__Working data__:
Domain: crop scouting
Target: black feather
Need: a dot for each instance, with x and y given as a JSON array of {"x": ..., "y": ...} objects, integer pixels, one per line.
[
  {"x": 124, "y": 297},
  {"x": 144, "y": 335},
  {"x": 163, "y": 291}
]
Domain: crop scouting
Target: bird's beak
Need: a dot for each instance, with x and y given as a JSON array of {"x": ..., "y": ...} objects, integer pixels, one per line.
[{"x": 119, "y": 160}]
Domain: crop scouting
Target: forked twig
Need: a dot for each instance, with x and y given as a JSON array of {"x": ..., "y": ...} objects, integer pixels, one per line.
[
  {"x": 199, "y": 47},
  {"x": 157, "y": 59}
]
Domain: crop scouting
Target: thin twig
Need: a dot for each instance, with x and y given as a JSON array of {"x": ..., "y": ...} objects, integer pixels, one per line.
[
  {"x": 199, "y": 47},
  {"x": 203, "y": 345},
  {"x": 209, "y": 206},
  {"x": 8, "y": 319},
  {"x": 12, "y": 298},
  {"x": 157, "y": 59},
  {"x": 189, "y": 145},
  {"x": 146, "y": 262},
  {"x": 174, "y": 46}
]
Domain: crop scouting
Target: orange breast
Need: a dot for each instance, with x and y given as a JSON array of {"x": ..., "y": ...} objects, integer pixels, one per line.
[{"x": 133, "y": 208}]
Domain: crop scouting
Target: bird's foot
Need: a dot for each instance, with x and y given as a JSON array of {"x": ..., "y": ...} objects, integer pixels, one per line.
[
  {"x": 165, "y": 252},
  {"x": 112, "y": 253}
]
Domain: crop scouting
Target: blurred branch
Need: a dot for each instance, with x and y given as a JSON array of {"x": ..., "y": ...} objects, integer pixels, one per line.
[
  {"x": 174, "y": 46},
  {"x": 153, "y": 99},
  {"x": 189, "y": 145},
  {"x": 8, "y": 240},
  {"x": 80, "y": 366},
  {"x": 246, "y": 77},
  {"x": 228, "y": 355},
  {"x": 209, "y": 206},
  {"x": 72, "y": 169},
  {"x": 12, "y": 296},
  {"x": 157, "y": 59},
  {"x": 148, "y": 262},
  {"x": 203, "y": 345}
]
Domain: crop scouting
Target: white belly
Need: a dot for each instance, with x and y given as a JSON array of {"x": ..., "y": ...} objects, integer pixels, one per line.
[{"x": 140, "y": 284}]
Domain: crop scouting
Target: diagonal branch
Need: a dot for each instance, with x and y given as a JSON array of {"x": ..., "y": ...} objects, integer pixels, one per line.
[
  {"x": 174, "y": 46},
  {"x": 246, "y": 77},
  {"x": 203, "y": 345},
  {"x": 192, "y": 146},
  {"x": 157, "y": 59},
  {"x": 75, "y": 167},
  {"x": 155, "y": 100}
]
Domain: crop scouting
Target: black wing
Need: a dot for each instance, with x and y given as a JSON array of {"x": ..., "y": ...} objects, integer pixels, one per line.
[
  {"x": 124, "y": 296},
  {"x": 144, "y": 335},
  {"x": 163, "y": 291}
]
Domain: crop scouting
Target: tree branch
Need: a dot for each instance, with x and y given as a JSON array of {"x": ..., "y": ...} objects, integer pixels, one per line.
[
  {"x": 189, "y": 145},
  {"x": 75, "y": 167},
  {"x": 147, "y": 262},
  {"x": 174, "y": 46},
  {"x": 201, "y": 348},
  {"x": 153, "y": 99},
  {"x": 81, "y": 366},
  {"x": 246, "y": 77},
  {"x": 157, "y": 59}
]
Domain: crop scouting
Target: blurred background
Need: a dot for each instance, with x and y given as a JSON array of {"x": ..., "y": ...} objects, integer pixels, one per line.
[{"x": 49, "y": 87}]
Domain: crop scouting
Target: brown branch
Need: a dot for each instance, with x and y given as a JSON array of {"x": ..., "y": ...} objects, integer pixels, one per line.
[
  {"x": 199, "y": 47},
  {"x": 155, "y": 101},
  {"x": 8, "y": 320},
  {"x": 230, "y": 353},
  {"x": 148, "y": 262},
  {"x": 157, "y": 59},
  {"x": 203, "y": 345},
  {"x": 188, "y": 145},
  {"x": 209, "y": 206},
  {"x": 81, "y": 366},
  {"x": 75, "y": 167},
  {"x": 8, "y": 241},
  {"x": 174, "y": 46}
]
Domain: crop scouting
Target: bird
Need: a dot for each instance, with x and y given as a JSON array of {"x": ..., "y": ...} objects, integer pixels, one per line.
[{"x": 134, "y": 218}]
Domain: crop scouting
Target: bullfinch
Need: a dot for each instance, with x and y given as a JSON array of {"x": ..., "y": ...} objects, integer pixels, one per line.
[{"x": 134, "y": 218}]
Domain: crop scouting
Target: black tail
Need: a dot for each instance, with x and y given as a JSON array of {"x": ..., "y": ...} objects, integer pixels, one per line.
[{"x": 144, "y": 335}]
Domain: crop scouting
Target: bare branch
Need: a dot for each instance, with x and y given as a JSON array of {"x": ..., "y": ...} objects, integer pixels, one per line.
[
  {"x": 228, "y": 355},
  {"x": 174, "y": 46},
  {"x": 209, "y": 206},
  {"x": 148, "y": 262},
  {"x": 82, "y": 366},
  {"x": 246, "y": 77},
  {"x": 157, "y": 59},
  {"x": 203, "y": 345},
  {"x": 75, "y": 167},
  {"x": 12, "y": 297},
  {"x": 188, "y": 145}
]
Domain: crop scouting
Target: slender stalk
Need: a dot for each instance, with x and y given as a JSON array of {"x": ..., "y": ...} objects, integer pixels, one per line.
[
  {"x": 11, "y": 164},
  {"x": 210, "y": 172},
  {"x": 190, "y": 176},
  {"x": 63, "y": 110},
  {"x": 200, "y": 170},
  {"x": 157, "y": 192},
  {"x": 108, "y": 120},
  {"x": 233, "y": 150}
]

__The task__: Can you reproduce all the material exactly?

__Expected answer__:
Domain: crop scouting
Target: black feather
Need: a dot for each instance, with x and y given as a JSON array of {"x": ..., "y": ...} objects, integer pixels, one per line.
[
  {"x": 124, "y": 297},
  {"x": 144, "y": 335},
  {"x": 163, "y": 291}
]
Domain: crop scouting
Target: bird's beak
Need: a dot for each instance, with x and y given as a JSON array of {"x": ..., "y": ...} objects, integer pixels, one per line.
[{"x": 119, "y": 160}]
Domain: crop scouting
Target: forked twig
Need: a dot for each instance, with x and y given as a JSON array of {"x": ..., "y": ...} objects, integer pixels, one per line.
[
  {"x": 199, "y": 47},
  {"x": 157, "y": 59}
]
Domain: crop scouting
Target: thin twig
Need: a dot for each instance, with x and y given as a JSON array of {"x": ..., "y": ...} objects, integer pixels, one per line.
[
  {"x": 199, "y": 47},
  {"x": 203, "y": 345},
  {"x": 209, "y": 206},
  {"x": 8, "y": 319},
  {"x": 12, "y": 298},
  {"x": 157, "y": 59},
  {"x": 189, "y": 145},
  {"x": 146, "y": 262},
  {"x": 174, "y": 46}
]
Domain: crop scouting
Target: orange breast
Need: a dot for each instance, with x and y given as a JSON array of {"x": ..., "y": ...} objects, integer pixels, one per line.
[{"x": 133, "y": 208}]
Domain: crop scouting
Target: bird's foot
Need: a dot for each instance, with x and y given as a JSON array of {"x": ..., "y": ...} objects, integer pixels, one per line.
[
  {"x": 165, "y": 252},
  {"x": 112, "y": 253}
]
Domain: crop scouting
Target: blurred branch
Need: a dot for each instance, with x and y given as a JSON array of {"x": ..., "y": ...} objects, integer pixels, one per line.
[
  {"x": 174, "y": 46},
  {"x": 153, "y": 99},
  {"x": 189, "y": 145},
  {"x": 8, "y": 240},
  {"x": 80, "y": 366},
  {"x": 246, "y": 77},
  {"x": 228, "y": 355},
  {"x": 209, "y": 206},
  {"x": 72, "y": 169},
  {"x": 12, "y": 296},
  {"x": 157, "y": 59},
  {"x": 148, "y": 262},
  {"x": 203, "y": 345}
]
Domain: crop scouting
Target: white belly
Need: a dot for each instance, with x and y given as a JSON array of {"x": ..., "y": ...} objects, integer pixels, one per line.
[{"x": 140, "y": 284}]
Domain: crop scouting
Target: diagonal branch
Need: a dot for each instance, with x and y given as a JSON array of {"x": ..., "y": ...} objects, integer pixels, one per line.
[
  {"x": 174, "y": 46},
  {"x": 246, "y": 77},
  {"x": 203, "y": 345},
  {"x": 192, "y": 146},
  {"x": 157, "y": 59},
  {"x": 75, "y": 167},
  {"x": 155, "y": 100}
]
Domain: crop scouting
Target: black wing
Need: a dot for each instance, with x and y given as a JSON array of {"x": ..., "y": ...} objects, integer pixels, one per line.
[
  {"x": 124, "y": 296},
  {"x": 144, "y": 335},
  {"x": 163, "y": 291}
]
Domain: crop scouting
Target: tree branch
Need: a dot for each instance, with x and y given as a JSON array of {"x": ..., "y": ...} objects, integer pixels, one per line.
[
  {"x": 189, "y": 145},
  {"x": 75, "y": 167},
  {"x": 147, "y": 262},
  {"x": 174, "y": 46},
  {"x": 201, "y": 348},
  {"x": 153, "y": 99},
  {"x": 81, "y": 366},
  {"x": 246, "y": 77},
  {"x": 157, "y": 59}
]
Domain: crop scouting
Target: blurred background
Need: a dot for each instance, with x and y given as a JSON array of {"x": ..., "y": ...} objects, integer pixels, one per line.
[{"x": 49, "y": 87}]
Domain: crop scouting
Target: brown branch
Need: a dot for each instance, with x and y given as a JSON array of {"x": ..., "y": ...} objects, integer pixels, one per line.
[
  {"x": 199, "y": 47},
  {"x": 155, "y": 101},
  {"x": 8, "y": 320},
  {"x": 230, "y": 353},
  {"x": 148, "y": 262},
  {"x": 157, "y": 59},
  {"x": 203, "y": 345},
  {"x": 188, "y": 145},
  {"x": 209, "y": 206},
  {"x": 81, "y": 366},
  {"x": 75, "y": 167},
  {"x": 8, "y": 241},
  {"x": 174, "y": 46}
]
Domain: crop scouting
Target: bird
Need: a dot for each instance, with x and y given as a JSON array of {"x": ..., "y": ...} objects, integer pixels, one per line.
[{"x": 134, "y": 218}]
Domain: crop scouting
Target: bullfinch
Need: a dot for each instance, with x and y given as a JSON array of {"x": ..., "y": ...} objects, integer pixels, one per line.
[{"x": 134, "y": 218}]
Domain: crop scouting
Target: black tail
Need: a dot for each instance, with x and y given as a JSON array of {"x": ..., "y": ...} objects, integer pixels, one per line.
[{"x": 144, "y": 335}]
Domain: crop scouting
Target: bare branch
Need: a dot for each instance, with x and y given as a JSON array of {"x": ..., "y": ...} objects, integer pixels, one per line.
[
  {"x": 228, "y": 355},
  {"x": 174, "y": 46},
  {"x": 209, "y": 206},
  {"x": 148, "y": 262},
  {"x": 82, "y": 366},
  {"x": 246, "y": 77},
  {"x": 157, "y": 59},
  {"x": 203, "y": 345},
  {"x": 75, "y": 167},
  {"x": 12, "y": 297},
  {"x": 188, "y": 145}
]
Domain: crop scouting
Target: slender stalk
Need: a dot for each instance, with x and y given as a JSON array of {"x": ..., "y": ...} objects, integer pixels, one per line.
[
  {"x": 11, "y": 164},
  {"x": 210, "y": 172},
  {"x": 190, "y": 176},
  {"x": 63, "y": 110},
  {"x": 200, "y": 170},
  {"x": 157, "y": 192},
  {"x": 108, "y": 120},
  {"x": 233, "y": 150}
]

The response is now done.